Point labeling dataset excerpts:

******

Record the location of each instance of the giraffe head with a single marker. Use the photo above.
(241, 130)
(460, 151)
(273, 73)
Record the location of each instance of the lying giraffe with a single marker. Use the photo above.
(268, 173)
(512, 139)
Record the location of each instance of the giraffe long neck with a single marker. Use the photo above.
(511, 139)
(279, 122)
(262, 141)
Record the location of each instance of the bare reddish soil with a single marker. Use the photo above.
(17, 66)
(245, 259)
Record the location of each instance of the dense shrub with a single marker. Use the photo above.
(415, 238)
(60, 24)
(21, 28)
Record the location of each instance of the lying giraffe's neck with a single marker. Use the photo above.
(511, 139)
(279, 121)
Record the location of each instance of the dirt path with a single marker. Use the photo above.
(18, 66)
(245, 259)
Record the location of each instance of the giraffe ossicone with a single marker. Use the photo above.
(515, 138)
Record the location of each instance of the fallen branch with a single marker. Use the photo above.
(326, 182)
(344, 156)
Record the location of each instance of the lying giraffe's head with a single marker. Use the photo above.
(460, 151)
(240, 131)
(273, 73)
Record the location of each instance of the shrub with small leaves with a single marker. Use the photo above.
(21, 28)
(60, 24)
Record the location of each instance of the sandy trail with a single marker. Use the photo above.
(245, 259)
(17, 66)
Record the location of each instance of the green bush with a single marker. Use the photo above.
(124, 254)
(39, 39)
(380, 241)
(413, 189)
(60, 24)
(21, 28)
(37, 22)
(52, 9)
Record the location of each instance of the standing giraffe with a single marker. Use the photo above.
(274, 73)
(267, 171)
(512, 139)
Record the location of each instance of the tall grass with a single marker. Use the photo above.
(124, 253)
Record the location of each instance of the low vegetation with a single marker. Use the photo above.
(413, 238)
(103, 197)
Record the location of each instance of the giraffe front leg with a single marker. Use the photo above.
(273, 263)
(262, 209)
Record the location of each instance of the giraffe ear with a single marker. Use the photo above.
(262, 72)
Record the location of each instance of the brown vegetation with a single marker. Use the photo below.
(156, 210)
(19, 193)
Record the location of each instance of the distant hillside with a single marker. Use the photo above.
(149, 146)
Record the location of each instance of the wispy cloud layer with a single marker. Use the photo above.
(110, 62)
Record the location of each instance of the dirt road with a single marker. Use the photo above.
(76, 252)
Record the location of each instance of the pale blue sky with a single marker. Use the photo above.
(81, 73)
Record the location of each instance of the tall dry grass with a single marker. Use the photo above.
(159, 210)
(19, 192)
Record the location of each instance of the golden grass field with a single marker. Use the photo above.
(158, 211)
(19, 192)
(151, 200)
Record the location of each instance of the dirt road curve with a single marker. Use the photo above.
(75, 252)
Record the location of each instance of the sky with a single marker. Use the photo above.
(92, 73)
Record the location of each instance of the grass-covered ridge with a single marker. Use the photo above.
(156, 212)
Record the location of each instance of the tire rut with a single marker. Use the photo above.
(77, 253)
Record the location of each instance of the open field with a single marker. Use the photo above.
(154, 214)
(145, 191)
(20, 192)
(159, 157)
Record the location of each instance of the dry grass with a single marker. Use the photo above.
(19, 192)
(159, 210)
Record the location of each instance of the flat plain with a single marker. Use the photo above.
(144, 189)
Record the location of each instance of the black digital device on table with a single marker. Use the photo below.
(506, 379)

******

■ WHAT THE TASK ASKS
Go through the listing above and restate it word for word.

■ RESPONSE TO THIS TASK
Record the location of each instance of the giraffe head with a single marker. Use the photo above.
(241, 130)
(460, 151)
(273, 73)
Record the location of each instance of the lying giraffe with a single marker. Use the photo above.
(268, 173)
(512, 139)
Record the location of each instance of the giraffe long neck with a single marker. Use the photo above.
(511, 139)
(279, 122)
(262, 141)
Record the location of each instance of the bare reddish soil with a single marker. Use the photo above.
(17, 66)
(245, 259)
Record the location of each instance of the dense shrub with a single marker. Use the photo above.
(415, 238)
(60, 24)
(21, 28)
Record the location of each instance of the lying giraffe's neck with a single marker. Use the photo above.
(511, 139)
(279, 121)
Record the location of each instance of the dirt path with a single marker. Use the photo above.
(18, 66)
(245, 259)
Record the location of each instance of the giraffe ossicone with a single marker. Use the photo above.
(515, 138)
Record the location of each instance of the fallen branch with a single marker. Use the photo above.
(326, 182)
(344, 156)
Record the location of each instance of the lying giraffe's head with a single marker. Use the photo above.
(460, 151)
(240, 131)
(273, 73)
Record the location of each instance of the shrub with small leaves with a single marker. Use the photo above.
(21, 28)
(60, 24)
Record the location of each instance of the sandy trail with a single marker. Use the photo above.
(245, 259)
(17, 66)
Record the location of each instance of the green bush with a single marker. Use the photo above.
(124, 254)
(39, 39)
(380, 241)
(413, 189)
(60, 24)
(21, 28)
(37, 22)
(52, 9)
Record the location of each instance of the standing giraffe with a single marker. Use the photo above.
(274, 73)
(267, 171)
(512, 139)
Record the location of each instance of the tall grass with a single marker. Use the photo above.
(124, 253)
Record the location of each instance of the low vegetation with a single marker. Use the photo above.
(413, 238)
(103, 197)
Record the location of each instance of the giraffe front leg with a single marker. Use the photo above.
(273, 263)
(262, 209)
Record the location of each instance of the giraffe ear with a single marker. Use the photo above.
(262, 72)
Record the location of each instance of the brown vegetation with a single marker. Use the photo below.
(156, 210)
(19, 193)
Record the location of each instance of the distant hillside with a single marker. Use the photo above.
(149, 146)
Record the location of each instance of the wispy cloud layer with a single marker. Use the photo above.
(110, 62)
Record the location of each instance of the dirt road with a single marker. Use the photo above.
(76, 252)
Record the location of each instance of the pale blue sky with a single marker. Use the photo above.
(81, 73)
Record the location of each instance of the tall dry grass with a single marker. Use the photo above.
(159, 210)
(19, 192)
Record the location of each instance of the golden grass field with a single marker. Use the photo above.
(158, 211)
(19, 192)
(151, 200)
Record the location of each instance of the dirt road curve with a single marker. Use the photo above.
(75, 252)
Record the location of each instance of the sky with a single marker. Use the photo above.
(92, 73)
Record the location of each instance of the grass-covered ridge with a single marker. Use the photo above.
(156, 212)
Record the location of each instance of the tire rut with a single marker. Use the photo above.
(77, 253)
Record the location of each instance of the open field with a single marker. Use the photo above.
(154, 214)
(145, 191)
(20, 192)
(159, 157)
Record the location of each instance of the dry grass with a single marker. Use the photo above.
(19, 192)
(159, 210)
Record the location of each instance of the flat plain with a single marker. Use the photo above.
(144, 189)
Record the location of each instance of the black digital device on table with a single marker. Use the photo below.
(506, 379)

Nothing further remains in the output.